- Collected data
------

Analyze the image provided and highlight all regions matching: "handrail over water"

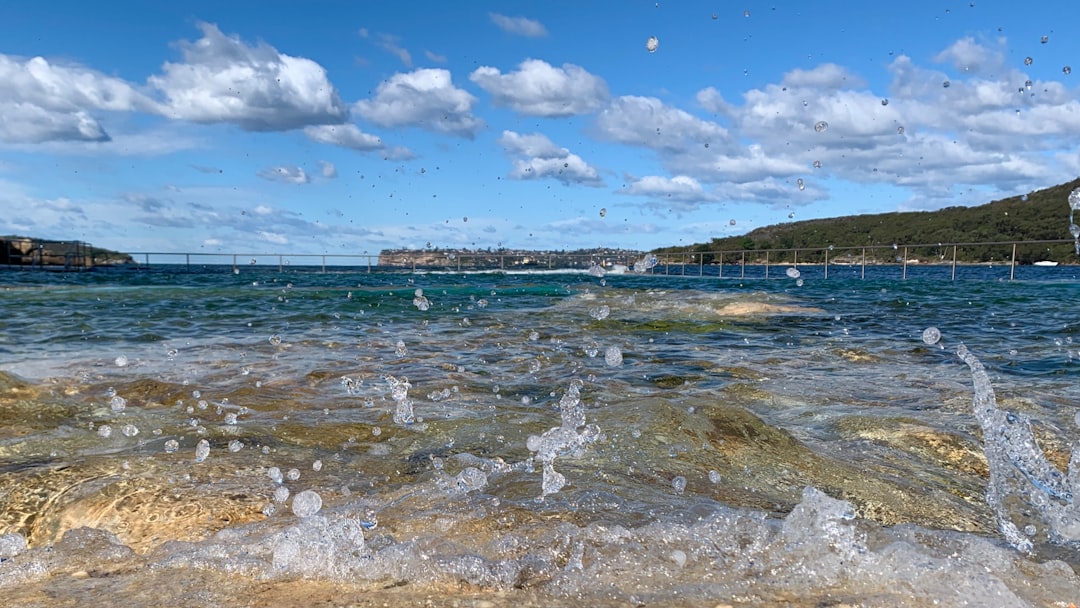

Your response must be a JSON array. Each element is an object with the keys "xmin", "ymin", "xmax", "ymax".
[{"xmin": 5, "ymin": 238, "xmax": 1076, "ymax": 280}]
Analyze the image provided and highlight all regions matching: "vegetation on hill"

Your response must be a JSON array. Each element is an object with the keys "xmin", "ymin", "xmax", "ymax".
[{"xmin": 653, "ymin": 177, "xmax": 1080, "ymax": 265}]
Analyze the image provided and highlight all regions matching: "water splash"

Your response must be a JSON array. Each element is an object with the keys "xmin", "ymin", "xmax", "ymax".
[
  {"xmin": 955, "ymin": 342, "xmax": 1080, "ymax": 554},
  {"xmin": 1068, "ymin": 187, "xmax": 1080, "ymax": 255},
  {"xmin": 526, "ymin": 380, "xmax": 602, "ymax": 497},
  {"xmin": 384, "ymin": 375, "xmax": 415, "ymax": 425}
]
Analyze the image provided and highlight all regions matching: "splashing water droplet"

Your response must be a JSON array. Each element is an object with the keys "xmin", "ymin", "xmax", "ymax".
[
  {"xmin": 881, "ymin": 98, "xmax": 889, "ymax": 106},
  {"xmin": 796, "ymin": 178, "xmax": 805, "ymax": 191},
  {"xmin": 291, "ymin": 490, "xmax": 322, "ymax": 518},
  {"xmin": 1040, "ymin": 35, "xmax": 1049, "ymax": 44},
  {"xmin": 164, "ymin": 439, "xmax": 179, "ymax": 454},
  {"xmin": 743, "ymin": 9, "xmax": 750, "ymax": 17},
  {"xmin": 1068, "ymin": 187, "xmax": 1080, "ymax": 211},
  {"xmin": 813, "ymin": 160, "xmax": 822, "ymax": 169},
  {"xmin": 1024, "ymin": 56, "xmax": 1033, "ymax": 66},
  {"xmin": 813, "ymin": 121, "xmax": 829, "ymax": 133},
  {"xmin": 897, "ymin": 125, "xmax": 906, "ymax": 135},
  {"xmin": 599, "ymin": 207, "xmax": 606, "ymax": 218},
  {"xmin": 785, "ymin": 267, "xmax": 801, "ymax": 279},
  {"xmin": 671, "ymin": 476, "xmax": 687, "ymax": 494},
  {"xmin": 1064, "ymin": 66, "xmax": 1072, "ymax": 75},
  {"xmin": 942, "ymin": 80, "xmax": 951, "ymax": 88},
  {"xmin": 645, "ymin": 36, "xmax": 659, "ymax": 52},
  {"xmin": 729, "ymin": 219, "xmax": 736, "ymax": 226},
  {"xmin": 110, "ymin": 395, "xmax": 127, "ymax": 412},
  {"xmin": 604, "ymin": 346, "xmax": 623, "ymax": 367},
  {"xmin": 1025, "ymin": 79, "xmax": 1033, "ymax": 91},
  {"xmin": 922, "ymin": 327, "xmax": 942, "ymax": 345},
  {"xmin": 194, "ymin": 439, "xmax": 210, "ymax": 463},
  {"xmin": 268, "ymin": 334, "xmax": 282, "ymax": 346}
]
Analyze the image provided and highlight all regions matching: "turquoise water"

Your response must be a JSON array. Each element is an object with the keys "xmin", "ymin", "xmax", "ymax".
[{"xmin": 1, "ymin": 266, "xmax": 1079, "ymax": 606}]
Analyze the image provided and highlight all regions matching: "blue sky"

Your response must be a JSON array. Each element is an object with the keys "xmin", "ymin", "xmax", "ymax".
[{"xmin": 1, "ymin": 1, "xmax": 1078, "ymax": 255}]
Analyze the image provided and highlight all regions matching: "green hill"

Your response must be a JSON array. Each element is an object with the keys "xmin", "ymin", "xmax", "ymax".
[{"xmin": 654, "ymin": 177, "xmax": 1080, "ymax": 265}]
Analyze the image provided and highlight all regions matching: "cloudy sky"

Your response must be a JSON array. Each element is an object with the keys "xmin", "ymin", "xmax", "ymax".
[{"xmin": 1, "ymin": 1, "xmax": 1077, "ymax": 255}]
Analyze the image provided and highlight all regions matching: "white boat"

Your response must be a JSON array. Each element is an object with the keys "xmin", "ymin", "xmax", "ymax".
[{"xmin": 1033, "ymin": 260, "xmax": 1059, "ymax": 267}]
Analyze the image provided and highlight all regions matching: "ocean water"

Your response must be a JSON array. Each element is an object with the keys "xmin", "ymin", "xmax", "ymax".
[{"xmin": 1, "ymin": 264, "xmax": 1079, "ymax": 606}]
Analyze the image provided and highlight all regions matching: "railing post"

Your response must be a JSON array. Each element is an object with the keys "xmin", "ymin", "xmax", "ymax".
[
  {"xmin": 1010, "ymin": 243, "xmax": 1016, "ymax": 281},
  {"xmin": 902, "ymin": 246, "xmax": 908, "ymax": 280},
  {"xmin": 186, "ymin": 253, "xmax": 190, "ymax": 273},
  {"xmin": 322, "ymin": 255, "xmax": 327, "ymax": 273},
  {"xmin": 681, "ymin": 252, "xmax": 687, "ymax": 276},
  {"xmin": 699, "ymin": 253, "xmax": 704, "ymax": 277},
  {"xmin": 794, "ymin": 249, "xmax": 798, "ymax": 269},
  {"xmin": 764, "ymin": 251, "xmax": 769, "ymax": 279},
  {"xmin": 951, "ymin": 245, "xmax": 957, "ymax": 281},
  {"xmin": 824, "ymin": 248, "xmax": 829, "ymax": 279},
  {"xmin": 279, "ymin": 255, "xmax": 284, "ymax": 273},
  {"xmin": 740, "ymin": 251, "xmax": 745, "ymax": 279},
  {"xmin": 861, "ymin": 248, "xmax": 866, "ymax": 280},
  {"xmin": 719, "ymin": 251, "xmax": 724, "ymax": 279},
  {"xmin": 145, "ymin": 253, "xmax": 150, "ymax": 270},
  {"xmin": 232, "ymin": 254, "xmax": 237, "ymax": 274}
]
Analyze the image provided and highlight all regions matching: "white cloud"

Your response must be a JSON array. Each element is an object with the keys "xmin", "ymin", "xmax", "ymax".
[
  {"xmin": 257, "ymin": 231, "xmax": 289, "ymax": 245},
  {"xmin": 595, "ymin": 95, "xmax": 731, "ymax": 151},
  {"xmin": 304, "ymin": 124, "xmax": 383, "ymax": 150},
  {"xmin": 257, "ymin": 165, "xmax": 310, "ymax": 184},
  {"xmin": 319, "ymin": 160, "xmax": 337, "ymax": 178},
  {"xmin": 375, "ymin": 34, "xmax": 412, "ymax": 67},
  {"xmin": 424, "ymin": 50, "xmax": 447, "ymax": 63},
  {"xmin": 781, "ymin": 63, "xmax": 865, "ymax": 89},
  {"xmin": 149, "ymin": 22, "xmax": 347, "ymax": 131},
  {"xmin": 933, "ymin": 37, "xmax": 1005, "ymax": 75},
  {"xmin": 470, "ymin": 59, "xmax": 608, "ymax": 117},
  {"xmin": 489, "ymin": 13, "xmax": 548, "ymax": 38},
  {"xmin": 0, "ymin": 54, "xmax": 155, "ymax": 143},
  {"xmin": 354, "ymin": 68, "xmax": 482, "ymax": 137},
  {"xmin": 618, "ymin": 175, "xmax": 710, "ymax": 201},
  {"xmin": 497, "ymin": 130, "xmax": 603, "ymax": 187}
]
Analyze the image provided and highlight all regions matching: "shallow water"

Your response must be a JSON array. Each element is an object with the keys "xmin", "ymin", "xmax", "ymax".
[{"xmin": 1, "ymin": 265, "xmax": 1079, "ymax": 606}]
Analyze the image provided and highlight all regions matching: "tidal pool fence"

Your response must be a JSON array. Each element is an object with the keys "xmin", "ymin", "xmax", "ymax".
[{"xmin": 15, "ymin": 238, "xmax": 1077, "ymax": 281}]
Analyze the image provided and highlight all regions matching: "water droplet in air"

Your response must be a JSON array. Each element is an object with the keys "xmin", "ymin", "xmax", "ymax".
[
  {"xmin": 788, "ymin": 211, "xmax": 795, "ymax": 219},
  {"xmin": 164, "ymin": 439, "xmax": 179, "ymax": 453},
  {"xmin": 312, "ymin": 459, "xmax": 322, "ymax": 472},
  {"xmin": 292, "ymin": 490, "xmax": 323, "ymax": 518},
  {"xmin": 922, "ymin": 327, "xmax": 941, "ymax": 345},
  {"xmin": 599, "ymin": 207, "xmax": 606, "ymax": 218},
  {"xmin": 672, "ymin": 476, "xmax": 687, "ymax": 494},
  {"xmin": 796, "ymin": 178, "xmax": 805, "ymax": 191},
  {"xmin": 897, "ymin": 125, "xmax": 905, "ymax": 135},
  {"xmin": 942, "ymin": 80, "xmax": 951, "ymax": 88},
  {"xmin": 115, "ymin": 355, "xmax": 128, "ymax": 367},
  {"xmin": 711, "ymin": 13, "xmax": 718, "ymax": 19},
  {"xmin": 97, "ymin": 425, "xmax": 112, "ymax": 438},
  {"xmin": 1040, "ymin": 35, "xmax": 1049, "ymax": 44},
  {"xmin": 462, "ymin": 216, "xmax": 468, "ymax": 222},
  {"xmin": 1068, "ymin": 188, "xmax": 1080, "ymax": 210},
  {"xmin": 1024, "ymin": 56, "xmax": 1033, "ymax": 66},
  {"xmin": 121, "ymin": 424, "xmax": 138, "ymax": 437},
  {"xmin": 1070, "ymin": 224, "xmax": 1080, "ymax": 239},
  {"xmin": 1064, "ymin": 66, "xmax": 1072, "ymax": 75},
  {"xmin": 743, "ymin": 9, "xmax": 750, "ymax": 17},
  {"xmin": 268, "ymin": 334, "xmax": 282, "ymax": 346},
  {"xmin": 274, "ymin": 486, "xmax": 290, "ymax": 503},
  {"xmin": 813, "ymin": 121, "xmax": 829, "ymax": 133},
  {"xmin": 708, "ymin": 470, "xmax": 722, "ymax": 484},
  {"xmin": 228, "ymin": 439, "xmax": 243, "ymax": 452},
  {"xmin": 646, "ymin": 36, "xmax": 659, "ymax": 52},
  {"xmin": 194, "ymin": 439, "xmax": 210, "ymax": 463},
  {"xmin": 604, "ymin": 346, "xmax": 623, "ymax": 367},
  {"xmin": 729, "ymin": 219, "xmax": 736, "ymax": 226},
  {"xmin": 1025, "ymin": 79, "xmax": 1033, "ymax": 91},
  {"xmin": 881, "ymin": 98, "xmax": 889, "ymax": 106},
  {"xmin": 785, "ymin": 267, "xmax": 801, "ymax": 279},
  {"xmin": 813, "ymin": 160, "xmax": 822, "ymax": 169},
  {"xmin": 110, "ymin": 395, "xmax": 127, "ymax": 412}
]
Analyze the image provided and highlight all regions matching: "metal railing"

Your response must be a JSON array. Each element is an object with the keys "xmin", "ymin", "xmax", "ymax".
[{"xmin": 11, "ymin": 238, "xmax": 1075, "ymax": 280}]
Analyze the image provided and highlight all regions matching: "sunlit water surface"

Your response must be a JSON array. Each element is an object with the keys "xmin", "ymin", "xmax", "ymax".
[{"xmin": 1, "ymin": 265, "xmax": 1079, "ymax": 606}]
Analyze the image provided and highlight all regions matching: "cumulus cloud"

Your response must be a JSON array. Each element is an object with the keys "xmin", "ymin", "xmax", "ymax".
[
  {"xmin": 424, "ymin": 50, "xmax": 446, "ymax": 63},
  {"xmin": 257, "ymin": 231, "xmax": 289, "ymax": 245},
  {"xmin": 354, "ymin": 68, "xmax": 482, "ymax": 137},
  {"xmin": 489, "ymin": 13, "xmax": 548, "ymax": 38},
  {"xmin": 149, "ymin": 22, "xmax": 348, "ymax": 131},
  {"xmin": 933, "ymin": 37, "xmax": 1005, "ymax": 75},
  {"xmin": 497, "ymin": 130, "xmax": 603, "ymax": 187},
  {"xmin": 0, "ymin": 54, "xmax": 154, "ymax": 143},
  {"xmin": 304, "ymin": 124, "xmax": 383, "ymax": 150},
  {"xmin": 374, "ymin": 34, "xmax": 412, "ymax": 67},
  {"xmin": 470, "ymin": 59, "xmax": 609, "ymax": 117},
  {"xmin": 595, "ymin": 95, "xmax": 731, "ymax": 151},
  {"xmin": 258, "ymin": 165, "xmax": 310, "ymax": 184}
]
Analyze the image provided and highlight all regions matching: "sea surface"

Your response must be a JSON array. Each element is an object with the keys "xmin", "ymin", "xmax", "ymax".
[{"xmin": 1, "ymin": 263, "xmax": 1079, "ymax": 606}]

------

Report each line above containing the string "water".

- SOLUTION TO THIS EXERCISE
Analyze the image provided and highlight all regions matching: "handrail over water"
Analyze the image provided and highlight all regions matching: "water splash"
Analyze the image provided and highlight all regions matching: "splashing water droplet"
Analyze the image provided and highlight all regions matching: "turquoise water"
Analyze the image provided and highlight all regions matching: "ocean water"
Analyze the image provided and highlight all regions matching: "shallow water"
Analyze the image provided and highlight all regions matching: "water droplet in air"
Analyze the image provided and highlight all regions matching: "sunlit water surface"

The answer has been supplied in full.